═════ ENTRIES SUPPLIED ═════

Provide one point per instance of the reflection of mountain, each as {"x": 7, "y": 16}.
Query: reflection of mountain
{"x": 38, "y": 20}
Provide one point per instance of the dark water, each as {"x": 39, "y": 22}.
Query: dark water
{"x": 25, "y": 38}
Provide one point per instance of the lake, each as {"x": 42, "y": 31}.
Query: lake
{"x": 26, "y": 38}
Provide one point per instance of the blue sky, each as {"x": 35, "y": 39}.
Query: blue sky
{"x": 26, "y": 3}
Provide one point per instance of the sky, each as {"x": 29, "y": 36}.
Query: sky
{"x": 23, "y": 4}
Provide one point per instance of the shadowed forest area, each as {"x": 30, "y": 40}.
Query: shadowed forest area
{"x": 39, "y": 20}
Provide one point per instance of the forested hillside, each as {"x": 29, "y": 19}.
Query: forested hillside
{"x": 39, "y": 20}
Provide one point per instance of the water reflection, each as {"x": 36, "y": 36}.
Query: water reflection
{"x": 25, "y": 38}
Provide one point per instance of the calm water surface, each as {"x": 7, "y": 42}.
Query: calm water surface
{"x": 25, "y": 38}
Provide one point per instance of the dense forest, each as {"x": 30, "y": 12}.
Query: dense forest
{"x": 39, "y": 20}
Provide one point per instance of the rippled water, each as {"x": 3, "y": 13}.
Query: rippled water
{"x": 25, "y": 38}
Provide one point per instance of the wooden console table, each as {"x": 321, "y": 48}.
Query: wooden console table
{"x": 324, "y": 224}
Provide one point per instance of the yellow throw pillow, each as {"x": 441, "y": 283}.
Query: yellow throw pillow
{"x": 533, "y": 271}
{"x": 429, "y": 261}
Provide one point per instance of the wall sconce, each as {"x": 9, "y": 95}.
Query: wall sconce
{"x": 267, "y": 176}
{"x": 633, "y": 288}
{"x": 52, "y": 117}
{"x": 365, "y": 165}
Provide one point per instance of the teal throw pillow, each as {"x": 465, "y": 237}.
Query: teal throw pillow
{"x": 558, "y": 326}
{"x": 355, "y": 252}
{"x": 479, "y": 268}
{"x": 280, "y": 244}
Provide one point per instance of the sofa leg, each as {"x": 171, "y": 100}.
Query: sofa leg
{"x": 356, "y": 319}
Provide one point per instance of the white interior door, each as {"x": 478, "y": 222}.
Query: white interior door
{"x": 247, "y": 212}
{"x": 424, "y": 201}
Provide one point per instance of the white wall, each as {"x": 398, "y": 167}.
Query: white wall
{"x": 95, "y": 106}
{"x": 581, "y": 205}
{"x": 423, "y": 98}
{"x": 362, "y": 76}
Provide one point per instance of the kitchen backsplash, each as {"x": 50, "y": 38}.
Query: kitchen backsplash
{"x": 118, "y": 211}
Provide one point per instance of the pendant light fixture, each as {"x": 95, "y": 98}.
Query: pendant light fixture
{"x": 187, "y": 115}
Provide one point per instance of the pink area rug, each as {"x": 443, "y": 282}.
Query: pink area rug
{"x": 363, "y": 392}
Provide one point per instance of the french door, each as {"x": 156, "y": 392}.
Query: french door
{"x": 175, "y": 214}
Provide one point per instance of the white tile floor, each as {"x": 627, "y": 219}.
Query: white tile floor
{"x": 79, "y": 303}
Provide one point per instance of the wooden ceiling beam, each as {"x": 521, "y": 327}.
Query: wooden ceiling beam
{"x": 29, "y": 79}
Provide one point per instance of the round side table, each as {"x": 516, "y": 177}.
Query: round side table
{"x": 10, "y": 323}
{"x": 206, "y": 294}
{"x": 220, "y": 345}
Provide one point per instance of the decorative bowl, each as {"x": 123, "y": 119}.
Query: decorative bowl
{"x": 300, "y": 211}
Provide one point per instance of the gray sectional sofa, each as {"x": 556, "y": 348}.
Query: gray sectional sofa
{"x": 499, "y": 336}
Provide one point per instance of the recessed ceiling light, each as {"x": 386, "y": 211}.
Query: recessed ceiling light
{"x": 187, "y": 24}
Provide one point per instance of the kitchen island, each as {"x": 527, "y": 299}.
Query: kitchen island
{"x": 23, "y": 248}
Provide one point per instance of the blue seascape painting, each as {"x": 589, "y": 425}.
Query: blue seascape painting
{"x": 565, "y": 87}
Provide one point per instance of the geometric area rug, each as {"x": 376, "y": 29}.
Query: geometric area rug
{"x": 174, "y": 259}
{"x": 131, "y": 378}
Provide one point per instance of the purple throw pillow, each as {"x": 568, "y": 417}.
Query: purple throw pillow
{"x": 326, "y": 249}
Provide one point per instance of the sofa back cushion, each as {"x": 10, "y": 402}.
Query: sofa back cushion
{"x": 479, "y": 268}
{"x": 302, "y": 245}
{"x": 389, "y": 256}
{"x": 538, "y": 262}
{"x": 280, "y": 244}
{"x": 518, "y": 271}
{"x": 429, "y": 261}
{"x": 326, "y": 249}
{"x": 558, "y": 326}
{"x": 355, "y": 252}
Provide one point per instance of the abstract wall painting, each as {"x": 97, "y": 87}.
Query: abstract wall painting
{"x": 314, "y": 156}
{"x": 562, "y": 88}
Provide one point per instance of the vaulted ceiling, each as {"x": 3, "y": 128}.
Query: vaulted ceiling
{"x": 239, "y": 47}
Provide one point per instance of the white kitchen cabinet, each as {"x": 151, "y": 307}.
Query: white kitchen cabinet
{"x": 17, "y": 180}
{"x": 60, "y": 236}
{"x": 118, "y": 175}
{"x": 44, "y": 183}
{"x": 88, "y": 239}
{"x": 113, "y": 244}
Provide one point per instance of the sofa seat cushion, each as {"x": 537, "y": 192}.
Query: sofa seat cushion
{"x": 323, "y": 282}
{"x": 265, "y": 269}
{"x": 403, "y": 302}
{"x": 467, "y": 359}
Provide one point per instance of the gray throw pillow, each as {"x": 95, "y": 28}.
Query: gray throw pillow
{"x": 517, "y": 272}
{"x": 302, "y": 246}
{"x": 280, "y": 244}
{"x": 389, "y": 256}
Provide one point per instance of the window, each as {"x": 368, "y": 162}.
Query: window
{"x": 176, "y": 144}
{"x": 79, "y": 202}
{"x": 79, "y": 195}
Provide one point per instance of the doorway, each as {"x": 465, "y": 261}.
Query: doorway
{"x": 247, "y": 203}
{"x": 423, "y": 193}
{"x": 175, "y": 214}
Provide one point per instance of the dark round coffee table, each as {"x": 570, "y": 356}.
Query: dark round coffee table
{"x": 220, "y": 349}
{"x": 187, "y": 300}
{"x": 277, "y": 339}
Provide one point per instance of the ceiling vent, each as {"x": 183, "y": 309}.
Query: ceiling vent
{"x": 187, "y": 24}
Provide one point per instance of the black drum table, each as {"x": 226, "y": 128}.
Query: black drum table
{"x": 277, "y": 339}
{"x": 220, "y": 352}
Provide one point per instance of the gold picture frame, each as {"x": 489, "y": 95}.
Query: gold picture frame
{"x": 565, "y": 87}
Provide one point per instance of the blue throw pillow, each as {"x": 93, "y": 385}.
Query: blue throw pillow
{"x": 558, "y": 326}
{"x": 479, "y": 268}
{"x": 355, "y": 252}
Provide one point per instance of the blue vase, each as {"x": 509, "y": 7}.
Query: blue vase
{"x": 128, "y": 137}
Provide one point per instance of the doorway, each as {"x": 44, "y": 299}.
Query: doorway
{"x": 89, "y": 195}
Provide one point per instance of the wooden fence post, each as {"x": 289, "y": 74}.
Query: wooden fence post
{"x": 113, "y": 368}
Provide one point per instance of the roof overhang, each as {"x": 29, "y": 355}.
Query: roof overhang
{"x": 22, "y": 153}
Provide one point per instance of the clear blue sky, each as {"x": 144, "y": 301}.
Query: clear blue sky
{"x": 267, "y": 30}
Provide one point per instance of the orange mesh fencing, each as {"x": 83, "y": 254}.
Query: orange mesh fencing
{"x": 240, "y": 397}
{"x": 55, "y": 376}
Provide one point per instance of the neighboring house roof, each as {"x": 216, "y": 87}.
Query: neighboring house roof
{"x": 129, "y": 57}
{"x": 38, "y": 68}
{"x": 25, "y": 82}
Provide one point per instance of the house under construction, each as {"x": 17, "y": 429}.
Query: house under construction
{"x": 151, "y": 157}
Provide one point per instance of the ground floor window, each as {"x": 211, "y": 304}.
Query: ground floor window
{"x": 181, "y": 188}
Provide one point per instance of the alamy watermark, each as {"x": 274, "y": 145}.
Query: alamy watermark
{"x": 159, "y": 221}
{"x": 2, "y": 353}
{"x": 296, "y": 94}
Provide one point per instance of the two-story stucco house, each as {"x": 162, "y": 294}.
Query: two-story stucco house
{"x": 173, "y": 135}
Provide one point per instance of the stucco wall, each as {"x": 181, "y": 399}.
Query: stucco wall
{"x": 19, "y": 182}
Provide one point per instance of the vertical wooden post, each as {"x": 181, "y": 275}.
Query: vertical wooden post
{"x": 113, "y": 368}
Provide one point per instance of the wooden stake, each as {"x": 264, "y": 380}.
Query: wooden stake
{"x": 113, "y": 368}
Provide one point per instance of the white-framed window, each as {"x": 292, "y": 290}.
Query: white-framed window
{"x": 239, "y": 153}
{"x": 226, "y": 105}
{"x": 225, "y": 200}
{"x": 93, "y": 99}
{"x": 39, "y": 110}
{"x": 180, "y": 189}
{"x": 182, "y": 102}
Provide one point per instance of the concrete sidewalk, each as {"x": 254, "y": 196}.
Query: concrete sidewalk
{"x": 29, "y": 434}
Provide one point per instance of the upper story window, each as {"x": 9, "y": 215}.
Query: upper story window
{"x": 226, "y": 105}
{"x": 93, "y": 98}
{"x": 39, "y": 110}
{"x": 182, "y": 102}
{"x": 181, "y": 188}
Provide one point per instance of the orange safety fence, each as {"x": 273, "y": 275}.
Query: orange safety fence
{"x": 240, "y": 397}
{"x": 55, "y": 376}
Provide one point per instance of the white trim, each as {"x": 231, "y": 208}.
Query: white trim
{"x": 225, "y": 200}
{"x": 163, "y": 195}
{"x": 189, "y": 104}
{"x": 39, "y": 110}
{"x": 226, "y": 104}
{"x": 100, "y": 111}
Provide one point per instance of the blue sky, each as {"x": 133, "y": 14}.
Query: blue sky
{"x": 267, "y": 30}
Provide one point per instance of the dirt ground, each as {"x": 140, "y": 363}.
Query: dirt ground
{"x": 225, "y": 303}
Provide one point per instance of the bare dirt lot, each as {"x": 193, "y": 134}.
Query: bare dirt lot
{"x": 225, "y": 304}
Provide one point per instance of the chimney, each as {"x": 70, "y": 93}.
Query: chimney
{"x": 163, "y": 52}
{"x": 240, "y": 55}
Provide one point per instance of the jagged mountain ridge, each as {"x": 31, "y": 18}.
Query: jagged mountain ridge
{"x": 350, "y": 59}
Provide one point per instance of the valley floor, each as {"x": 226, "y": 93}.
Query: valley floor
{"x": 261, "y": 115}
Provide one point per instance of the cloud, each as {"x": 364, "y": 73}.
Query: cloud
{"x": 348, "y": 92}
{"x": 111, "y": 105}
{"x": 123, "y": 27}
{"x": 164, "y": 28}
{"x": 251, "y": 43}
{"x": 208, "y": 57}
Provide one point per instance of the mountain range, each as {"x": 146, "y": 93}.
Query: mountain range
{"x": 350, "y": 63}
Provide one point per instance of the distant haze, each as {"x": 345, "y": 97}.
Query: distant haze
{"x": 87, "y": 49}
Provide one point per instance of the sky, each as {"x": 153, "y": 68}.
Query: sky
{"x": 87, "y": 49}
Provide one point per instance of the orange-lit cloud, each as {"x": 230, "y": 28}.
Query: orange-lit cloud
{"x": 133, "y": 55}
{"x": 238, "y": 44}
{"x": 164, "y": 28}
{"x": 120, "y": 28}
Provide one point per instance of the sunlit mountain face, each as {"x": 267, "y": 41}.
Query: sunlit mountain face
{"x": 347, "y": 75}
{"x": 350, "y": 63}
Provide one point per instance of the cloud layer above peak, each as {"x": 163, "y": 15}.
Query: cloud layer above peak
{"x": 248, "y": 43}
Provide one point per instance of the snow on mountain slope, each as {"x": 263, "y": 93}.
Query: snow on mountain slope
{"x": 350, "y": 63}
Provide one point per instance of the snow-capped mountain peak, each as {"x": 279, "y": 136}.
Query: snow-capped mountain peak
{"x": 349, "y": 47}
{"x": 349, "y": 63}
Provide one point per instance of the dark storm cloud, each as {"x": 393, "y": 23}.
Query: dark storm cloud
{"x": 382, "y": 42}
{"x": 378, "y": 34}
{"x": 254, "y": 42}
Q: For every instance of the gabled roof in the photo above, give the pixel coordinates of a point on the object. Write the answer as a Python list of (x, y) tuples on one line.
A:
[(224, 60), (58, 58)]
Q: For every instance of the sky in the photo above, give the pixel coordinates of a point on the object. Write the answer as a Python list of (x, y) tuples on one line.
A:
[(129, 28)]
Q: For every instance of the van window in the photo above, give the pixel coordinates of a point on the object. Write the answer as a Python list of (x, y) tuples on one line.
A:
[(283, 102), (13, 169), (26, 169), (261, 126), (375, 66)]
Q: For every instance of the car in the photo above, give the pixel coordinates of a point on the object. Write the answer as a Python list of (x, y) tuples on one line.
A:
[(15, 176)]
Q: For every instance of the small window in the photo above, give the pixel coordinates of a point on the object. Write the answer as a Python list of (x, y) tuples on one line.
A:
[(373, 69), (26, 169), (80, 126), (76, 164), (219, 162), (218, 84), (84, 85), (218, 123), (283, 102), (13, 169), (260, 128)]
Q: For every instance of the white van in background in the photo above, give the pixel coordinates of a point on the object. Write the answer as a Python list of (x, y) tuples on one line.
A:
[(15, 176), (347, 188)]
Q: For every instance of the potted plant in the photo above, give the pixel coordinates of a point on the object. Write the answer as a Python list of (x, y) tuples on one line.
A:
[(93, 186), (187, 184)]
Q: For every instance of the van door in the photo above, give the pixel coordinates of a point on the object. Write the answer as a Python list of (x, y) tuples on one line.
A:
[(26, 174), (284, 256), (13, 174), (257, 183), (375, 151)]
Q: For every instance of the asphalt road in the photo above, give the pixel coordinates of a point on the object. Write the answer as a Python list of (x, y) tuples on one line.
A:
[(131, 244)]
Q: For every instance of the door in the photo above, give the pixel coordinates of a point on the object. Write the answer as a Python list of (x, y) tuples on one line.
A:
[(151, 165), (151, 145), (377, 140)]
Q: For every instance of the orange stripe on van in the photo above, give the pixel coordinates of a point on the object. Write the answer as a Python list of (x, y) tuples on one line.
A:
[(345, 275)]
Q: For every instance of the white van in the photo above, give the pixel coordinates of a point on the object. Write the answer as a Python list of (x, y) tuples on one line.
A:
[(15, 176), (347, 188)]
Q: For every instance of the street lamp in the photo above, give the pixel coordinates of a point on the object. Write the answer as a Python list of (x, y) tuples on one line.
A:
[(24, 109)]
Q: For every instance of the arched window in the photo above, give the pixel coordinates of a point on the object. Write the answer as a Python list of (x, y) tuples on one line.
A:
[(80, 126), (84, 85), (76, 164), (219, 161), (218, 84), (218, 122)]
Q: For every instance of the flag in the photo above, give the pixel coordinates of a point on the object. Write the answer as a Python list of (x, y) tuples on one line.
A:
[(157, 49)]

═════

__THE PROBLEM__: Set down the lines of the listing above verbatim, first line through the line containing "Provide one point per instance of the wooden console", inclusive; add no other lines.

__SOLUTION TO THE PROBLEM__:
Provide one point per instance of the reflection of mountain, each as {"x": 7, "y": 16}.
Query: reflection of mountain
{"x": 38, "y": 20}
Provide one point per instance of the dark water, each as {"x": 39, "y": 22}.
Query: dark water
{"x": 25, "y": 38}
Provide one point per instance of the lake, each as {"x": 42, "y": 31}.
Query: lake
{"x": 26, "y": 38}
Provide one point per instance of the blue sky, each as {"x": 35, "y": 39}.
Query: blue sky
{"x": 26, "y": 3}
Provide one point per instance of the sky, each as {"x": 29, "y": 36}.
Query: sky
{"x": 23, "y": 4}
Provide one point per instance of the shadowed forest area, each as {"x": 30, "y": 40}.
Query: shadowed forest area
{"x": 39, "y": 20}
Provide one point per instance of the forested hillside, each as {"x": 29, "y": 19}.
Query: forested hillside
{"x": 39, "y": 20}
Provide one point per instance of the water reflection, each as {"x": 36, "y": 36}.
Query: water reflection
{"x": 25, "y": 38}
Provide one point per instance of the calm water surface, each as {"x": 7, "y": 42}.
Query: calm water surface
{"x": 25, "y": 38}
Provide one point per instance of the dense forest, each as {"x": 30, "y": 12}.
Query: dense forest
{"x": 39, "y": 20}
Provide one point per instance of the rippled water, each as {"x": 3, "y": 13}.
Query: rippled water
{"x": 25, "y": 38}
Provide one point per instance of the wooden console table, each as {"x": 321, "y": 48}.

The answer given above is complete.